→ **Task item A**
Echo the article on Hindu depictions in California textbooks from "Now with Sweet" to "they are political.".

1.27.2006

New & Improved Hinduism!
Now with Sweet Candy-Coating To Hide Caste System's Rancid Aftertaste!



Opponents of Hindu Depictions Want To Rewrite Textbook History

from Milpitas Post

Igniting another battle between religion and scholarship, several Hindu organizations have proposed a revision of ancient Indian history in California textbooks. But some, including scholars and Indian groups who object to the revisions, claim the proposals are an attack on historical accuracy, that the changes are not just religious - they are political.

At stake is what 500,000 California sixth-graders will learn about Hinduism as part of the state-mandated curriculum, which covers world religions and the precedent for future U.S. textbooks. The debate flared last November, when the state Board of Education held a public meeting to discuss the revisions, one of the final steps in the state's adoption process which takes place every six years. Madhulika Singh, a Milpitas parent of four and a volunteer with the Hindu Education Foundation, was one of those who raised concerns with the text during the hearing.

She told the committee her 11-year-old son was so embarrassed by what he read that he became ashamed of being Hindu. "My child should not be ashamed because the textbooks are totally different from what we were teaching at home," she explained.

California mandates the study of world religions in its public schools. Ancient India is covered as part of sixth-grade curriculum. But Singh and others worried that the text creates bias against them.

"There are many children, non-Hindu children, who didn't know much about Hinduism or India until they were exposed to it in the sixth grade. When they learn what they read in textbooks they are shocked or hate India and Hinduism," she said. "Before they may have been neutral or ignorant of it; that's better than hating it.."

→ **Task item B**
Duplicate the rows below from their first line to the line with "positive clicks: (0, 124) (1, 124) (1, 119)", including both.

→ **Provided information**
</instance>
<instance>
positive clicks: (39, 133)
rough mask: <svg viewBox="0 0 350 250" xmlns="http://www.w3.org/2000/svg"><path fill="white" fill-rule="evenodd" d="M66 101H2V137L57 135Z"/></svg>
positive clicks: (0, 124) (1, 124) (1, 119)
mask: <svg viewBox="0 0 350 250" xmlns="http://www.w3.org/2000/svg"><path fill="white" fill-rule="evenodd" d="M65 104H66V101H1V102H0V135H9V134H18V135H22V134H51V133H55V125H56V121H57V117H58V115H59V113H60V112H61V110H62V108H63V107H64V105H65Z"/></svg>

→ **Result A**
Now with Sweet Candy-Coating To Hide Caste System's Rancid Aftertaste!



Opponents of Hindu Depictions Want To Rewrite Textbook History

from Milpitas Post

Igniting another battle between religion and scholarship, several Hindu organizations have proposed a revision of ancient Indian history in California textbooks. But some, including scholars and Indian groups who object to the revisions, claim the proposals are an attack on historical accuracy, that the changes are not just religious - they are political.

→ **Result B**
</instance>
<instance>
positive clicks: (39, 133)
rough mask: <svg viewBox="0 0 350 250" xmlns="http://www.w3.org/2000/svg"><path fill="white" fill-rule="evenodd" d="M66 101H2V137L57 135Z"/></svg>
positive clicks: (0, 124) (1, 124) (1, 119)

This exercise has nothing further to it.